Skip to main content
. 2020 Dec 4;11:6217. doi: 10.1038/s41467-020-19940-1

Fig. 2. The genomic content network (GCN) constructed from the Integrated Microbial Genomes and Microbiome (IMG/M) database has nested structure and heterogeneous gene degree distribution.

Fig. 2

We use IMG/M-HMP, an IMG/M data mart that focuses on the Human Microbiome Project (HMP) generated metagenome data sets29 to construct the GCN. a For visualization purpose, we depict this reference GCN at the order level for taxon nodes and at the KEGG super-pathway level for function nodes. The bar height of each order corresponds to the average genome size of those species belonging to that order. The thickness of a link connecting an order and a KEGG super-pathway is proportional to the number of KOs that belong to that super-pathway, as well as the genomes of species in that order. The majority of the super-pathways shown here are related to the metabolic, environmental, and genetic processes performed by microbes. However, for a small number of taxa, as some of their genes have mammalian and/or human disease orthologs, we also identified several super-pathways involved in human diseases and higher-order organizational systems. See Supplementary Sec. 2.1 for the details of constructing this reference GCN. b The incidence matrix of this reference GCN is shown at the species-KO level, where the presence (or absence) of a link between a species and a KO is colored in yellow (or blue), respectively. We organized this matrix using the Nestedness Temperature Calculator to emphasize its nested structure31. The nestedness value (∼0.34712) of this network is calculated based on the classical NODF measure32 (see Methods for details). c The probability distribution of functional distances (dij) among different species. The bin size is 0.02. d The unweighted species degree distribution. Here, the unweighted degree of a species is the number of distinct KOs in its genome. e The unweighted KO-degree distribution. Here, the unweighted degree of a KO is the number of species whose genomes contain this KO.

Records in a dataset
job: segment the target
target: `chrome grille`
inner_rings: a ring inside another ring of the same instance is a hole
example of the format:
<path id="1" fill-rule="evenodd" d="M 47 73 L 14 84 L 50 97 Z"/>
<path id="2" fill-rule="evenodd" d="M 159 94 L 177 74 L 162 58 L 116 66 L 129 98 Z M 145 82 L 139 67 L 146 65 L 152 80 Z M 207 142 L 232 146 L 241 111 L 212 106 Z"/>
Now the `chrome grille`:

### Exercise instructions
From the caption on the genomic content network, return word for word the passage starting at "Skip to main" and ending at "gene degree distribution.".

### Output of the task
Skip to main content
. 2020 Dec 4;11:6217. doi: 10.1038/s41467-020-19940-1

Fig. 2. The genomic content network (GCN) constructed from the Integrated Microbial Genomes and Microbiome (IMG/M) database has nested structure and heterogeneous gene degree distribution.